## [ARTICLE]
So my question becomes, is it even possible to adapt your method to the border-crossing-edges-inclusive approach that I need for network tiling (and keep similar performance).
Speaking of performance, getting the data within the square bounding polygon takes less than 0.1 seconds. Converting that included data into a networkX graph (get_network
) takes about 4 minutes...even when it turns out that there are zero nodes and edges in the block. These are fairly small areas, so I expected it to be faster per block. Doing my whole region this way would take 16 days. Does that sound right?
@bramson
Whereas, if the boundary-intersecting edges are kept, then neighboring tiles are minimally redundant; i.e., all and only the data needed to merge neighboring tiles is maintained in the tiles.
This would indeed be an optimal case, but the problem here is not actually related to whether use "intersect" or "within" in the spatial query.
The internal structure of OSM.PBF is stuctured in a way that the most efficient way to parse the data happens as follows:
- Parse all nodes from the PBF (and here I mean the OSM element, not nodes related to graph)

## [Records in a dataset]
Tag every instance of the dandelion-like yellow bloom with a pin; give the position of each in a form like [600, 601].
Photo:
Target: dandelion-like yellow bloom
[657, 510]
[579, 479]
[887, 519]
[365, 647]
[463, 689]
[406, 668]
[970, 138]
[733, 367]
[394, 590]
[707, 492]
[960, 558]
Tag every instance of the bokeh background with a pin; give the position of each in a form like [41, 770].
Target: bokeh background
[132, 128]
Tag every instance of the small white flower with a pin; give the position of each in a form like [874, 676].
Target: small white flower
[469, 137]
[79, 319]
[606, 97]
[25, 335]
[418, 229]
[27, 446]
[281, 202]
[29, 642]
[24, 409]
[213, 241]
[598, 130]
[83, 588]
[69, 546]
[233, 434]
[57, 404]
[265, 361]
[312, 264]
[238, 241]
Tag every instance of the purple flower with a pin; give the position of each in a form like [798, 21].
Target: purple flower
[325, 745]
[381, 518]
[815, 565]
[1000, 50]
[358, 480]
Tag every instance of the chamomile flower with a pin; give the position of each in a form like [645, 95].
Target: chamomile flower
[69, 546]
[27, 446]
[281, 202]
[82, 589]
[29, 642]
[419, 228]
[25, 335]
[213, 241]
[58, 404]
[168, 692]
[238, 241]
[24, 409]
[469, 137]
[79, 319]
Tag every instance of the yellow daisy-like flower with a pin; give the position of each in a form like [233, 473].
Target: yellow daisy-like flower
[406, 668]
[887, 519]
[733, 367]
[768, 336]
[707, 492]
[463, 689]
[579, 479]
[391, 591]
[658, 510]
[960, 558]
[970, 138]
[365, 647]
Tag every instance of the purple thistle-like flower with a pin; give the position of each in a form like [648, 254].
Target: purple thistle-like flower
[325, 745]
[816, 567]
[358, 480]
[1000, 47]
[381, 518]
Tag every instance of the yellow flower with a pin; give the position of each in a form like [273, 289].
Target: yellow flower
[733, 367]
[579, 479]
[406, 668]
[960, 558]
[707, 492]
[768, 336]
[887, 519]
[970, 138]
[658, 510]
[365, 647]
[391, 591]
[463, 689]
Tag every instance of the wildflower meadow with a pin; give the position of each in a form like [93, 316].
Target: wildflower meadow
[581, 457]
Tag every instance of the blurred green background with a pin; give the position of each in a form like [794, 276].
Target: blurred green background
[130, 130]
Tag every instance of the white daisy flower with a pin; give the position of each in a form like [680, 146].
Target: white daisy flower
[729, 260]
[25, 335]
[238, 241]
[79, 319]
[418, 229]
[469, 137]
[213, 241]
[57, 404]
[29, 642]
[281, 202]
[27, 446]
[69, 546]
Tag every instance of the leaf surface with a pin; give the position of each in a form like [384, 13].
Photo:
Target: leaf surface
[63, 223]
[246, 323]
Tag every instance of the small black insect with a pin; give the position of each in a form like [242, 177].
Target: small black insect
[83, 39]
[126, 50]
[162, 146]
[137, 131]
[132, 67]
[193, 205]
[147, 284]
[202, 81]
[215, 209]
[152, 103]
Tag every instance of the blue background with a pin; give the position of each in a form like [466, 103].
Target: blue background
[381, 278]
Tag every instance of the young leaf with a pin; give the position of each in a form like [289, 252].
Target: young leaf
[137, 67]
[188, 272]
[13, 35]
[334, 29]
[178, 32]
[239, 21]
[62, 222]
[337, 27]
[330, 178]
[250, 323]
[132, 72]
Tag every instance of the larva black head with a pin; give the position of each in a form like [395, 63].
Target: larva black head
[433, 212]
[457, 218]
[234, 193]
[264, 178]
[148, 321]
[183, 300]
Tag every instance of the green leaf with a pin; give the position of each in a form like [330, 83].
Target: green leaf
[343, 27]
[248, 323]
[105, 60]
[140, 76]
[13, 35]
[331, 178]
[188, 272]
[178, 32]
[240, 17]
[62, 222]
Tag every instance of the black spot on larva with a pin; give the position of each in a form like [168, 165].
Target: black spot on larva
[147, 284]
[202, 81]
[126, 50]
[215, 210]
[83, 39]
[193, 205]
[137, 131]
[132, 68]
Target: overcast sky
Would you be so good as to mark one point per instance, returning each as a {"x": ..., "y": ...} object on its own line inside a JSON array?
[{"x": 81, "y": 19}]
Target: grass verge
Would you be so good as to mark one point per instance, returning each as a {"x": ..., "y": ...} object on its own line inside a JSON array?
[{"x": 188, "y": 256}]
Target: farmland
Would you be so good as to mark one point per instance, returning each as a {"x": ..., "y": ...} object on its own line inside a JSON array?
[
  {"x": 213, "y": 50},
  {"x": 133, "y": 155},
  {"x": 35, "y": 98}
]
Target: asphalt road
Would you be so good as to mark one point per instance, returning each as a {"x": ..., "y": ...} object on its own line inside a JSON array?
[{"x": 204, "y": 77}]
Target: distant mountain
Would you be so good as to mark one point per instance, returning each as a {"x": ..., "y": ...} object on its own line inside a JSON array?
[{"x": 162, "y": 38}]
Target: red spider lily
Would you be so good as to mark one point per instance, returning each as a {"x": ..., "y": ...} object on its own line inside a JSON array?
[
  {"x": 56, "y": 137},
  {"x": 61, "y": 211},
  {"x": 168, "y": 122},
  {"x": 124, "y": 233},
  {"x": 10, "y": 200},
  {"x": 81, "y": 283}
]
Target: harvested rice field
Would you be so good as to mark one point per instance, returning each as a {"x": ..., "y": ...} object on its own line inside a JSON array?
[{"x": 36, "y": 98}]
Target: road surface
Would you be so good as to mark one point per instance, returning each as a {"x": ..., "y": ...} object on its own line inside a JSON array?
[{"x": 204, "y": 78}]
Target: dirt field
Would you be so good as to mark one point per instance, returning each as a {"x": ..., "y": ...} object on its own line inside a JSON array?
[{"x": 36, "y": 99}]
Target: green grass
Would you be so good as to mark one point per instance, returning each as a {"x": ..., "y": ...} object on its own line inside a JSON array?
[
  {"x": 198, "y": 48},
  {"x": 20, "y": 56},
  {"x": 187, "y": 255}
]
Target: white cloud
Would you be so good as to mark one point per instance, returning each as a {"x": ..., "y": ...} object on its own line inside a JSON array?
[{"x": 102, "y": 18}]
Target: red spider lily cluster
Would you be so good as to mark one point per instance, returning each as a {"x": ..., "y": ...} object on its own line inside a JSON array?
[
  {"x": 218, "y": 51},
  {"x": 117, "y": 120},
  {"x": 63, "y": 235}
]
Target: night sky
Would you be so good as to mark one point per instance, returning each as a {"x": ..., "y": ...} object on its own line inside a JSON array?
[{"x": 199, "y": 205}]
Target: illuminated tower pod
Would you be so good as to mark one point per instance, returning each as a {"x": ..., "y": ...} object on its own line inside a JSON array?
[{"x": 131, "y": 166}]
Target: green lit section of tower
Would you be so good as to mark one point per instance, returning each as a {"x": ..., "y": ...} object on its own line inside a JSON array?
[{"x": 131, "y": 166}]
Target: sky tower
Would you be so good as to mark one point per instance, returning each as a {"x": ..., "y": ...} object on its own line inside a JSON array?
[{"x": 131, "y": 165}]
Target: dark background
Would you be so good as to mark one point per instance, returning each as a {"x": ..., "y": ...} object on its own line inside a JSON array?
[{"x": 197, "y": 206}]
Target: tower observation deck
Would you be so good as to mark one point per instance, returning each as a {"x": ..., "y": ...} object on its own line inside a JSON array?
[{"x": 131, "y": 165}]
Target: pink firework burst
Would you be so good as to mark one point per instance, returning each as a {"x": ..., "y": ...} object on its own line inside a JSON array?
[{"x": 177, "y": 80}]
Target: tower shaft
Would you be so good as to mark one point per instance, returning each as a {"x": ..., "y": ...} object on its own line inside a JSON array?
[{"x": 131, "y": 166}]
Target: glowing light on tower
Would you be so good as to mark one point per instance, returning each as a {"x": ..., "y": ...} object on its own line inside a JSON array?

## [THINGS TO DO]
**a.** Rewrite the passage of the thread on network tiling that begins at the words "So my question" and stops after "keep similar performance).", replacing "network tiling" with "graph tiling".
**b.** Pick up the thread on network tiling where it stops and supply the next part.
These records are separate from the thread on network tiling.

## [RESULTS OF THE TASKS]
**a.**
So my question becomes, is it even possible to adapt your method to the border-crossing-edges-inclusive approach that I need for graph tiling (and keep similar performance).

**b.**
- Parse all ways (closed and open) --> the nodes from step 1 are used to create geometries
- Parse all relations --> the nodes from step 1 are used to create geometries
And as it is currently, the spatial filtering happens at the level of nodes
(i.e. step 1). So changing the logic to such that you would parse ways before nodes (i.e. to get information which nodes to keep) requires iterating the same PBF file two times which is not most efficient. I am anyway actually working on doing this kind of approach (i.e. to first filter ways, and then nodes) because that would also allow handling memory much more efficiently, as only the raw data that is needed to create, let's say, street network, is parsed from the PBF. I'll keep this thing in mind when developing that, so perhaps there would be a way to filter the ways in a "smarter way" but the performance will be worse because of this "double iteration" (how much worse, don't know yet).
Speaking of performance, getting the data within the square bounding polygon takes less than 0.1 seconds. Converting that included data into a networkX graph (get_network) takes about 4 minutes...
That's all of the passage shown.